_Short exercise 1:_
Pick out every line of the records that contains the string "wooden", treating uppercase and lowercase letters as distinct.

------------------------------

# wri fusion or fusion mag?



## t58martin (Jul 18, 2005)

I was thinking about having a WRI blank wrapped.

I've casted the Fusion a few times and was really impressed. For those who have cast both the Fusion and Fusion mag, which do you prefer and why?

I almost always throw 8nbait, rarely 10 oz or more.

thanks in advance...


----------



## NTKG (Aug 16, 2003)

i like the mag better


----------



## Cdog (Mar 18, 2002)

I own a Fusion, a friend let me throw his mag. They seemed identical to me but people that know more than me say the Mag is easier to load.


----------



## TreednNC (Jul 1, 2005)

mag fan here


----------



## Sea2aeS (Jan 7, 2005)

magnum owner, love that rod. thou some say wri blanks are heavy, it doesnt bother me.


----------



## Mark G (Nov 15, 2004)

I own both, like the fusion for 6 & bait, the magnum for 8 & bait or a little more. The magnum has a little more oomph, and at least the one I have is noticeably stiffer than my fusion. Then again my fusion was cut down to 12'6" and the magnum is full length at 13', so it may not be a completely fair comparison.

Hard to go wrong with either one, really.


----------

------------------------------

_Short exercise 2:_
Translate this sentence from the forum thread above into Spanish: "I was thinking about having a WRI blank wrapped."

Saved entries

------------------------------

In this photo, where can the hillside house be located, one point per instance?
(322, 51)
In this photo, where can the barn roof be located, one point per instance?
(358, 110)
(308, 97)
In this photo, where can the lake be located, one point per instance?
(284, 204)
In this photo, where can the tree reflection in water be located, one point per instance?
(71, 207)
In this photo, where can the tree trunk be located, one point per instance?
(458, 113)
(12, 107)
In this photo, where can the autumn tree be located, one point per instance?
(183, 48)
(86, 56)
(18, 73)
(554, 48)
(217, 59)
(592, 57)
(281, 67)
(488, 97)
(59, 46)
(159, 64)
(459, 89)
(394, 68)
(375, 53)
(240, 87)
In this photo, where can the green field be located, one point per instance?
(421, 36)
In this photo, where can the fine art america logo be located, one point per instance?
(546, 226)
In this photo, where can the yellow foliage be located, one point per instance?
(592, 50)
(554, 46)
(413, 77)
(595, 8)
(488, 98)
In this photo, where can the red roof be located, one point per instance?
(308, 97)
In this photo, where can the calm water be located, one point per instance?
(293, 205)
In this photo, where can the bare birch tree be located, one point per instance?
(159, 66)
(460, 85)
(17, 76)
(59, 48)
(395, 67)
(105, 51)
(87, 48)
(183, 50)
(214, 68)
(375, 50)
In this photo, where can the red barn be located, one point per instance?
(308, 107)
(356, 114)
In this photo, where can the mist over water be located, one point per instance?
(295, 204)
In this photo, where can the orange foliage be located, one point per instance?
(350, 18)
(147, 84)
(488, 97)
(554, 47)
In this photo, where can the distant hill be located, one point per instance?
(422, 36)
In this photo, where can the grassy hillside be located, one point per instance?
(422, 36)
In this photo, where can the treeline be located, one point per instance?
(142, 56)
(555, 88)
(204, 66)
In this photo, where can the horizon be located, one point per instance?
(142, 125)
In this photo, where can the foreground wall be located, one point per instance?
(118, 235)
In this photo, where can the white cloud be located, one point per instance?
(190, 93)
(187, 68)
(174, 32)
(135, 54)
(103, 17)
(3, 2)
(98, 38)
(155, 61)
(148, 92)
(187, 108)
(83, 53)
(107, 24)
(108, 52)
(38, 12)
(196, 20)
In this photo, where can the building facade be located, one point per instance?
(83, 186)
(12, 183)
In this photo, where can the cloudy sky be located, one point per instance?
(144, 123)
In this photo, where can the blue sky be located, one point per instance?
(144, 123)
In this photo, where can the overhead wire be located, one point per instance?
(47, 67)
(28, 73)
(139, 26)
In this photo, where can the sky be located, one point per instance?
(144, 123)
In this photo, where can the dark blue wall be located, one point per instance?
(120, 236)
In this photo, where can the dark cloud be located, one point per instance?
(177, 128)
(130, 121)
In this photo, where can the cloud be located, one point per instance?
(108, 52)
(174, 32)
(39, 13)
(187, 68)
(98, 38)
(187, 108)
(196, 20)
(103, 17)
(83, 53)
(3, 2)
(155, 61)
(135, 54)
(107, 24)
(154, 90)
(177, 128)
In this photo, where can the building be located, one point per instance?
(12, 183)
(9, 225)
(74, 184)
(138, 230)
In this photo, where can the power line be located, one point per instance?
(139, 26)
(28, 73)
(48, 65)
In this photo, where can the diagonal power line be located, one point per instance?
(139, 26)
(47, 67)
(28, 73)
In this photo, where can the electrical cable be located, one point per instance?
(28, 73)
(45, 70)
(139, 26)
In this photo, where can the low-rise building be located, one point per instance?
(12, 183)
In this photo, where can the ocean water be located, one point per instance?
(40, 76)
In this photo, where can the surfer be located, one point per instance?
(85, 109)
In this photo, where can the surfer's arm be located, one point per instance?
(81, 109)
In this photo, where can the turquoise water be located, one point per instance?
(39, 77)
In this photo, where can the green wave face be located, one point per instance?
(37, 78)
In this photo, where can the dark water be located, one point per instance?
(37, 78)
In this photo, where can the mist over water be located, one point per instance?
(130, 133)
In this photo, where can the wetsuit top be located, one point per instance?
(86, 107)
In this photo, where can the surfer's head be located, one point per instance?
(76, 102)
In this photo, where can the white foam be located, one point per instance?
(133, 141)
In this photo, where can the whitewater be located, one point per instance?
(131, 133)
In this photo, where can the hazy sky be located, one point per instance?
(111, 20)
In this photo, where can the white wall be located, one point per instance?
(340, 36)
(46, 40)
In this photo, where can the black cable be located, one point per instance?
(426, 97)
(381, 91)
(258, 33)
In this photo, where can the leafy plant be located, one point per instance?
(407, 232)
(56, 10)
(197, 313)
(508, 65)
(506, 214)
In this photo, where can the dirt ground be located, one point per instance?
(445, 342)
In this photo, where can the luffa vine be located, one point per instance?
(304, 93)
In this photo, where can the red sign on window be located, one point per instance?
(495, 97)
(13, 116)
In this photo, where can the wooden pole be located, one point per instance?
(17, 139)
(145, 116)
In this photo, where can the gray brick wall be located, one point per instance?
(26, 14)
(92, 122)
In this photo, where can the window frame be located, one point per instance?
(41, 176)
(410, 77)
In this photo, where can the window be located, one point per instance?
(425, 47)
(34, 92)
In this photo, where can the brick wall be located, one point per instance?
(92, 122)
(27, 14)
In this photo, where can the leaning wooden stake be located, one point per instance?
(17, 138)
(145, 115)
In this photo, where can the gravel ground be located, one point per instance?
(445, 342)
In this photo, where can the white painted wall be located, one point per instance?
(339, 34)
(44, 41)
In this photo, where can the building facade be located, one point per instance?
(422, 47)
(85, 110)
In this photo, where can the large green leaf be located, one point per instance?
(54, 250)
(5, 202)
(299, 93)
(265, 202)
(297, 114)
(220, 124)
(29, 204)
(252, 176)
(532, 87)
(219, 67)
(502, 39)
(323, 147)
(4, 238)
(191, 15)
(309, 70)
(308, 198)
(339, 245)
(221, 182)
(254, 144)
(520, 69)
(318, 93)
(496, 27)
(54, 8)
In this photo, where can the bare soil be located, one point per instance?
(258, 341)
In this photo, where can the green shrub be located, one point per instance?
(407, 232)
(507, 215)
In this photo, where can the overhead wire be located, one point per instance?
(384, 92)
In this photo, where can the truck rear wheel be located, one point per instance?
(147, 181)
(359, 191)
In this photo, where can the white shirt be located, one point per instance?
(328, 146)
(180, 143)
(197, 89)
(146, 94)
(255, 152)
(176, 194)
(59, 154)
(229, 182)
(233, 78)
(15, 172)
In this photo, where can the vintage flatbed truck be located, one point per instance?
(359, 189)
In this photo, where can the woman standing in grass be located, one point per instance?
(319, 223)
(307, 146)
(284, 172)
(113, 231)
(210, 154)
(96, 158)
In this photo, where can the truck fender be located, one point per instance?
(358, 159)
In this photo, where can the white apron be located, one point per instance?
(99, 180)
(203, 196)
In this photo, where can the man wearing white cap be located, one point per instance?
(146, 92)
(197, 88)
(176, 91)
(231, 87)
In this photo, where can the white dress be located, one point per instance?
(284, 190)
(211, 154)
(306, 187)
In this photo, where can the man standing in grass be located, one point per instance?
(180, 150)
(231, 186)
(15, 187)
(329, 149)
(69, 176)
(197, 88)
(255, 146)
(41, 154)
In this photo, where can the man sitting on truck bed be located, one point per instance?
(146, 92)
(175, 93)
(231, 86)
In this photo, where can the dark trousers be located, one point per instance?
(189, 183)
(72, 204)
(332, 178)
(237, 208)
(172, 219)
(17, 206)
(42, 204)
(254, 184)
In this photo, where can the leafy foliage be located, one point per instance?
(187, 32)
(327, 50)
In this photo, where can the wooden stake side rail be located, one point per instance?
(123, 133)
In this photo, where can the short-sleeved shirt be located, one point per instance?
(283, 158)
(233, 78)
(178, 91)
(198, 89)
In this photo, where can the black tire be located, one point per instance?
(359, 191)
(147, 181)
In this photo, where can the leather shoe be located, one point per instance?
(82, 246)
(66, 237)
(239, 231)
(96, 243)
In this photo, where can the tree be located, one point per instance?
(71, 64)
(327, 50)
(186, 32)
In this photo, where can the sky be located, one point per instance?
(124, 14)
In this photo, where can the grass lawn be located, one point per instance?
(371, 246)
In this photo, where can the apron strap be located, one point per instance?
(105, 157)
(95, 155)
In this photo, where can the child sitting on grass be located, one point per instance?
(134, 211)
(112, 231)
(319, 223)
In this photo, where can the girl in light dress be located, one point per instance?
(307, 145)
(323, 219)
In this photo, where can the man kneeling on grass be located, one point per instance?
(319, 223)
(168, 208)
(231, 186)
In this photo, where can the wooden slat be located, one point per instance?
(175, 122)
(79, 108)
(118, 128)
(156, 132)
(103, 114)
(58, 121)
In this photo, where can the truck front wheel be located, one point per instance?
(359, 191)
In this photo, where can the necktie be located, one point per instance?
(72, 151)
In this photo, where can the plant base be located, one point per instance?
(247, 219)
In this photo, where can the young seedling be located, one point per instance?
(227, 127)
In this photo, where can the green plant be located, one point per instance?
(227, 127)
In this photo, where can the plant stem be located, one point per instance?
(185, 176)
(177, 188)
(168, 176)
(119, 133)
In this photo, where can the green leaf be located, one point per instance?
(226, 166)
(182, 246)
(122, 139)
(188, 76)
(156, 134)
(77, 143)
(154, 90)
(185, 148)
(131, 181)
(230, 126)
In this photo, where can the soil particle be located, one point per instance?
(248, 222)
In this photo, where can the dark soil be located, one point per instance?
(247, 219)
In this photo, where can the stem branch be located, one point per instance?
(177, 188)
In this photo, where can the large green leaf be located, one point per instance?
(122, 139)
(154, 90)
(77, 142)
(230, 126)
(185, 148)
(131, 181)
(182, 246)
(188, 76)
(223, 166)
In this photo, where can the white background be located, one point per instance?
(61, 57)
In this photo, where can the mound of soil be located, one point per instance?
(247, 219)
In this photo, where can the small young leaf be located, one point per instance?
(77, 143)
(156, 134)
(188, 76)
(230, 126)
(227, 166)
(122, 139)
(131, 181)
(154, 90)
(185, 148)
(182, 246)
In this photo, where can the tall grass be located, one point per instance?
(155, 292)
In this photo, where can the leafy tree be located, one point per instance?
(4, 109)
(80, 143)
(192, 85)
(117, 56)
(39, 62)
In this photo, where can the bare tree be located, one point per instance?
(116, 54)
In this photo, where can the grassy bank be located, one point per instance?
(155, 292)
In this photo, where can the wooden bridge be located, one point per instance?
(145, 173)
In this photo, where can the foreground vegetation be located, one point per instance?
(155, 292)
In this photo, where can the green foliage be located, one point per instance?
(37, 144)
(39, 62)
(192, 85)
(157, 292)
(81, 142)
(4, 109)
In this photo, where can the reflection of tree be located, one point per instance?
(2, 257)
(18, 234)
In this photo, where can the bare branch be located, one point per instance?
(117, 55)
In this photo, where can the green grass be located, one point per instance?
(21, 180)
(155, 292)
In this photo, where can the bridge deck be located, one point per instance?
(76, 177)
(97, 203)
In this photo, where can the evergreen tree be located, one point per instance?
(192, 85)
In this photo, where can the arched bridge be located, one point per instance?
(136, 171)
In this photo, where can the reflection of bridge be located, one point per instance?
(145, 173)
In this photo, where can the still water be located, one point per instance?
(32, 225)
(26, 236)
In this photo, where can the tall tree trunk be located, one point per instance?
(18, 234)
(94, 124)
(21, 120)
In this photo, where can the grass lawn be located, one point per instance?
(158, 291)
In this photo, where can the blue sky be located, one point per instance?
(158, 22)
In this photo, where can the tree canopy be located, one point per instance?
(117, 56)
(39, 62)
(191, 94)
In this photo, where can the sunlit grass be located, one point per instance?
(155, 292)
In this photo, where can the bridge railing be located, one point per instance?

------------------------------

_Written response 1:_
In this photo, where can the wooden pole be located, one point per instance?
In this photo, where can the leaning wooden stake be located, one point per instance?
In this photo, where can the wooden stake side rail be located, one point per instance?
In this photo, where can the wooden slat be located, one point per instance?
In this photo, where can the wooden bridge be located, one point per instance?

_Written response 2:_
Estaba pensando en mandar a montar un blank WRI.